* Task item:
Continue the forum thread below about the fediverse federation bot, starting after its last line.

* Exercise text:
Firstly, since not all instances participate you still aren’t getting the “complete” fediverse so to speak. This becomes less of an issue as more instances join the bot program, but it’s another step that roadblocks what should be an easy and organic process.

Secondly, the bot can pose a potential security risk depending on how it’s configured. If you use it to federate in both directions you’re subject to malicious actors spinning up tons of new communities on instances that don’t restrict user registration. This will in turn hammer the database an instance uses for EVERYTHING and eventually causes slow downs, crashes, etc. The solution to this is to only seed your communities outwardly but if everyone only does that the bot is rather useless…

I don’t have a solution for any of this, I’m just pointing out some rather frustrating problems this platform has in its current state.

Rikudou_Sage@lemmings.world · 4 days ago

Well, you can always defederate if an instance starts abusing it. Not that much different to the normal flow, really.

FrostyTrichs@walledgarden.xyz · 4 days ago

you can always defederate if an instance starts abusing it

Sure, but potentially after at least one of the instances subscribed to the bot goes down and someone realizes what’s happening. It’s incredibly easy to overwhelm a small server’s database just by subscribing to a lot of communities the normal way. The difference here is potentially any instance federating the bot in both directions is susceptible to this.

Not that much different to the normal flow, really.

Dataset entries

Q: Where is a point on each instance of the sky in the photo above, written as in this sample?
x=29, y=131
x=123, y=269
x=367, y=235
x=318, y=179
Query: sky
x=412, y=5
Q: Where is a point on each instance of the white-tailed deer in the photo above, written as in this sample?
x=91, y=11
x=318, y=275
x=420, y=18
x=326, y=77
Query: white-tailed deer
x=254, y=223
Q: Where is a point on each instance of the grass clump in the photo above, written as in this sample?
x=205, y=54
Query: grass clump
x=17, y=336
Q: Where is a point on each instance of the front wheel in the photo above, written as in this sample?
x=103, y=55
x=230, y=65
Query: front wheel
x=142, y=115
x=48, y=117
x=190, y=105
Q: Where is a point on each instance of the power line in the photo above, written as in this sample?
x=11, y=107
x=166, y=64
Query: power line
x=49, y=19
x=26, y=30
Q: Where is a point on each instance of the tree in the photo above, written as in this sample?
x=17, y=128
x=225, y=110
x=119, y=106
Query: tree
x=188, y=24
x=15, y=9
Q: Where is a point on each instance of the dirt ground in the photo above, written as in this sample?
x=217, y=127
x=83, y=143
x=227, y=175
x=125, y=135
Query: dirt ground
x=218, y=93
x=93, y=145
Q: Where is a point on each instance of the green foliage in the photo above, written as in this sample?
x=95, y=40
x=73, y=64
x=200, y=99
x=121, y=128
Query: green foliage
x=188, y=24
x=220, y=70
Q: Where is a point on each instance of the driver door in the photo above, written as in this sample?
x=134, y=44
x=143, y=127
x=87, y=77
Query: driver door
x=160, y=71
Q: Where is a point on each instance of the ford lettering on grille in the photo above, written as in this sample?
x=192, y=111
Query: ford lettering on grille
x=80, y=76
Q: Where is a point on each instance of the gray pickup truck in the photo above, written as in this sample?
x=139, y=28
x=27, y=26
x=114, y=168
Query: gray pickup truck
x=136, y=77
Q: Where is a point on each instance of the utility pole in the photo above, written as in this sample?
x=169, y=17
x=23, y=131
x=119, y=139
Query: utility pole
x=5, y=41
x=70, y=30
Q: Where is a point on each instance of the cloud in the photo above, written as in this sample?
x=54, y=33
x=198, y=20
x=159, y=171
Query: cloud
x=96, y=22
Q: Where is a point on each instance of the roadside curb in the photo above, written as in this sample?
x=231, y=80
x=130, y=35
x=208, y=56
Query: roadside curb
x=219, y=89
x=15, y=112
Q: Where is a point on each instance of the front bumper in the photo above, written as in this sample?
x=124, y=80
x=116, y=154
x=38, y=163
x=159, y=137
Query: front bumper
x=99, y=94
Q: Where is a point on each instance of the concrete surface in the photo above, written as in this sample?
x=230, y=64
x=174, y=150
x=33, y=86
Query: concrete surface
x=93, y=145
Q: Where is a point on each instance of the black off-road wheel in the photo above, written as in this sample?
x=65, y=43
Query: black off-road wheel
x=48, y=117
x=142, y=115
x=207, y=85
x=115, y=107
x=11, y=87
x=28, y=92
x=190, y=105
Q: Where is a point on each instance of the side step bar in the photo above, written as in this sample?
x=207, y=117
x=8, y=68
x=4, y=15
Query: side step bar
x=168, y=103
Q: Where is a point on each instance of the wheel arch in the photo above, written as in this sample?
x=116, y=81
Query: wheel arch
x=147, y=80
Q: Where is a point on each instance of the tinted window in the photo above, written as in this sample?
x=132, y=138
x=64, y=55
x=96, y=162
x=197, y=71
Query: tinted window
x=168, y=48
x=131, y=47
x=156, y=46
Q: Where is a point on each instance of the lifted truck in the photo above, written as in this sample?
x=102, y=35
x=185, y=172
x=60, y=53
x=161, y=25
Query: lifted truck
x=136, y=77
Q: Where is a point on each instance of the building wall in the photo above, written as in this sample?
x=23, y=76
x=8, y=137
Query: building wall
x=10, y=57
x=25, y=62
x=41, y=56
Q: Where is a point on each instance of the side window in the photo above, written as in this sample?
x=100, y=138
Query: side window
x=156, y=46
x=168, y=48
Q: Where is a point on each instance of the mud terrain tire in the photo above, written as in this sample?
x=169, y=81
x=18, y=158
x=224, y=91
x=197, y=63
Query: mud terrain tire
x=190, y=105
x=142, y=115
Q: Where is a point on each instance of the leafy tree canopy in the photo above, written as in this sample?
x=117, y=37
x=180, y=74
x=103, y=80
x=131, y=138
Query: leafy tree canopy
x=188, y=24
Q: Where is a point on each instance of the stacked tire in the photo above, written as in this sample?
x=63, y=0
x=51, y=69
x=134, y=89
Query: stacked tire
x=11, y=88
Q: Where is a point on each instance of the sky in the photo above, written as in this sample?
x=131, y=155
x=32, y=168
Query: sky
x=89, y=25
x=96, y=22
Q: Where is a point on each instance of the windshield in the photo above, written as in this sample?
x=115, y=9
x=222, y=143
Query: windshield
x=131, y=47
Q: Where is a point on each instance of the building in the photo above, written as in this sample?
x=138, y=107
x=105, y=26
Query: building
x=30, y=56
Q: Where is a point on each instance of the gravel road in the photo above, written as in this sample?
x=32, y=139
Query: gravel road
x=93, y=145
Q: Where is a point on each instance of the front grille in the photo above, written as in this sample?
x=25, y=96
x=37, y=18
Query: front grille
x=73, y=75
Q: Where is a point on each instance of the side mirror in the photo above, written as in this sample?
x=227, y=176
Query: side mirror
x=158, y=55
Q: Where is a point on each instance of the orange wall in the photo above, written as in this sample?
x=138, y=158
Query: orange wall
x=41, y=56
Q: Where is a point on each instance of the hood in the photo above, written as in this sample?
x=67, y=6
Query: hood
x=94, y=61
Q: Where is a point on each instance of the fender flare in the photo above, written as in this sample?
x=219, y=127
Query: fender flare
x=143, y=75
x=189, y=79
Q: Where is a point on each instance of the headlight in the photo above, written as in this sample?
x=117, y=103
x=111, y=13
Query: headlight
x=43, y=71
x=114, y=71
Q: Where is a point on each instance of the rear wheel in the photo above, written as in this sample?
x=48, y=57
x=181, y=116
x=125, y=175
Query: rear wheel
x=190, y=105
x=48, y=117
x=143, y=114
--
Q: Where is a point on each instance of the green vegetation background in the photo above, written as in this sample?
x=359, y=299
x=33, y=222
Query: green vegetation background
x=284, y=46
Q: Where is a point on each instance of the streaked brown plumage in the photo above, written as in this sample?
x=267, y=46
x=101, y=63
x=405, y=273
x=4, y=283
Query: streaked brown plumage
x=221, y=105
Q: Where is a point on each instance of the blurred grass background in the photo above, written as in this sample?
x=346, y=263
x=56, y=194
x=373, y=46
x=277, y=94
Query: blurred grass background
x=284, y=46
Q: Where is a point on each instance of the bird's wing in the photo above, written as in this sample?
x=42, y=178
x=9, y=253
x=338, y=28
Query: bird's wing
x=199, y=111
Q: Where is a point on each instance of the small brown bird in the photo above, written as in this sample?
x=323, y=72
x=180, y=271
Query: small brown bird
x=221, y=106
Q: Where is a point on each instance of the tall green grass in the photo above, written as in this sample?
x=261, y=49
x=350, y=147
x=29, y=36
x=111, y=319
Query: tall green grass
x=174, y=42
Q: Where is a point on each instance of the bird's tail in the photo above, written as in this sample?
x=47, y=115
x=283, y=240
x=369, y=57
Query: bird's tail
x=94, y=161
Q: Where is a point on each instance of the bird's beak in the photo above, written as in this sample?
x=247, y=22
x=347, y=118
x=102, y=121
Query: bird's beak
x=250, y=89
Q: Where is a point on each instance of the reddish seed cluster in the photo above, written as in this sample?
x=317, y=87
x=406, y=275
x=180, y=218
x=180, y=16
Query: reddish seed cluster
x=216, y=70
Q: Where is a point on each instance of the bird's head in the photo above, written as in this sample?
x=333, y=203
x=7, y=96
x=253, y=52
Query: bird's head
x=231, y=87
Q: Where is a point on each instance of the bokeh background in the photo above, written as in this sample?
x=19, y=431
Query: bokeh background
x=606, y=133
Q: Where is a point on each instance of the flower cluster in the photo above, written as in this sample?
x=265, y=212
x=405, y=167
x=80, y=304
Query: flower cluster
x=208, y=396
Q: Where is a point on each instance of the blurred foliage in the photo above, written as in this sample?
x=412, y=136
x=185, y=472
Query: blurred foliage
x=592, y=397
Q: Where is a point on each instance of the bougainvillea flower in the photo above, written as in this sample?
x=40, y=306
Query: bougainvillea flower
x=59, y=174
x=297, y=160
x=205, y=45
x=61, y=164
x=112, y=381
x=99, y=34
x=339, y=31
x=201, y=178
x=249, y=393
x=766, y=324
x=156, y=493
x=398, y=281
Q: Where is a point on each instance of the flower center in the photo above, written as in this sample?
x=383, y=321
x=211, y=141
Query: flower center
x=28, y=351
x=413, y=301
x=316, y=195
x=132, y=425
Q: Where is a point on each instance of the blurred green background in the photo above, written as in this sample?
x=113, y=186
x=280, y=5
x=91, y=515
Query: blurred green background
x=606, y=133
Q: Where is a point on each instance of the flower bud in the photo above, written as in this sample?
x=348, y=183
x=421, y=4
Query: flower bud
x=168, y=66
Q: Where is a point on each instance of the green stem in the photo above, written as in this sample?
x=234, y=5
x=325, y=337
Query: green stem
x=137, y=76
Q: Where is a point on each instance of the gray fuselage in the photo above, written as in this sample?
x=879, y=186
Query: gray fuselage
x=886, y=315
...
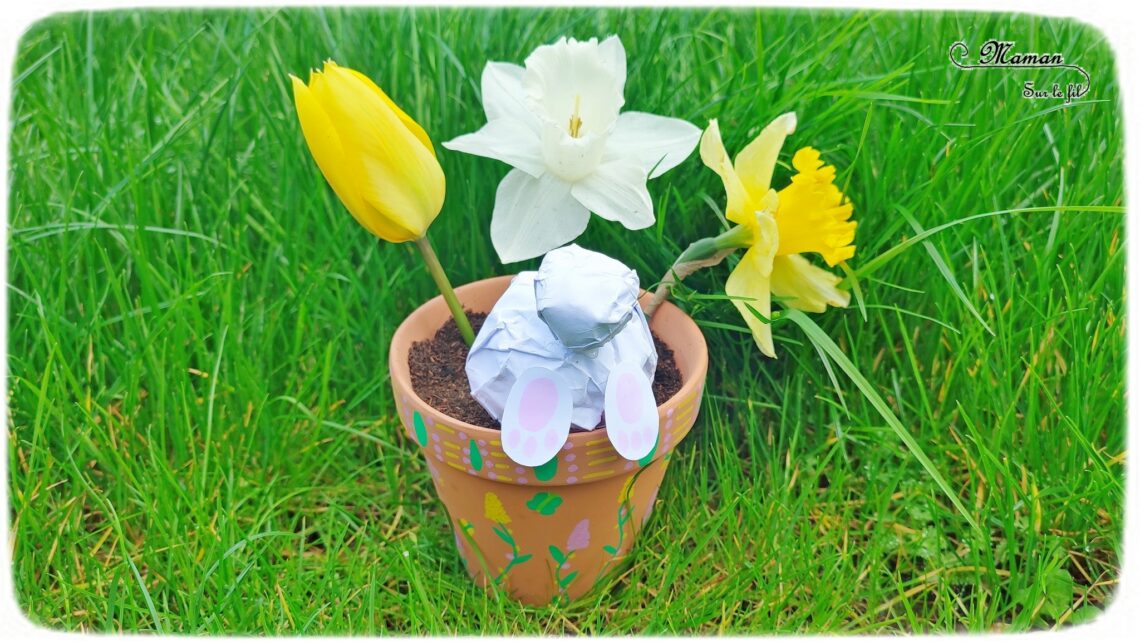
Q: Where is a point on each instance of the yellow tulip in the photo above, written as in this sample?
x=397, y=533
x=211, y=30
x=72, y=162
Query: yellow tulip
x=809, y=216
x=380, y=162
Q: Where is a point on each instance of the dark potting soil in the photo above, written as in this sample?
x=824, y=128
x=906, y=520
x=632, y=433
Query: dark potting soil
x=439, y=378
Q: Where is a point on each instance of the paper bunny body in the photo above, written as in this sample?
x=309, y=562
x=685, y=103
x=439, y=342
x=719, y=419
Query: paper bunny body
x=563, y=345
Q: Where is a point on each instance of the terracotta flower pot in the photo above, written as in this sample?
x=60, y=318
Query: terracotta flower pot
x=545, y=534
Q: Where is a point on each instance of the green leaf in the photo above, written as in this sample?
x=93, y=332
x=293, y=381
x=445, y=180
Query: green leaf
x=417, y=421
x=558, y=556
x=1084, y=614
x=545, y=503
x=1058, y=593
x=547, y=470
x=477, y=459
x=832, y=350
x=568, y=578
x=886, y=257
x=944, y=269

* Reply:
The impact across the fediverse vs just one instance would be the main difference. Plenty of people are using that bot having no real idea of what it’s doing.

Rikudou_Sage@lemmings.world · 4 days ago

That’s just a part of the learning process, IMO. My instance crashed many times, I’ve fixed it every time and now it’s better than before. And I don’t think I’ve had my last fuck up with the instance.

FrostyTrichs@walledgarden.xyz · 4 days ago

And that’s fine for you, I’m not knocking the experimenting and learning process. That was the whole reason I spun up an instance myself.

What I’m saying is that to the other users that would be impacted by these things, it sucks. People are patient to a point but the fediverse has a lot of odd quirks that make it more difficult than it should be to use for a lot of people. Things have gotten better in the last year or so but it still feels like we’re asking people to know more than they should have to just to figure out that Lemmy isn’t empty. Many people will get frustrated and leave long before they start making excuses for a site they don’t know anything about.

It’s easy to sit around proclaiming that reddit sucks but the fact of the matter is that it’s easy to use and everything they have to offer is covered under one domain. Again, I don’t have the solution to these things for Lemmy, but we can’t deny that this platform is harder to use than most and a lot of people aren’t going to handle that well.

Illecors@lemmy.cafe · 4 days ago

A makes a post to B
B federates that post to all instances that have at least 1 user subbed to the community of the post

All users from all instances get the post from their home instance.

akkajdh999@programming.dev · edit-2 4 days ago

Thanks but this is quite high-level.

Okay, so Alice makes a request to A. A makes a request to B. B makes requests to all other instances.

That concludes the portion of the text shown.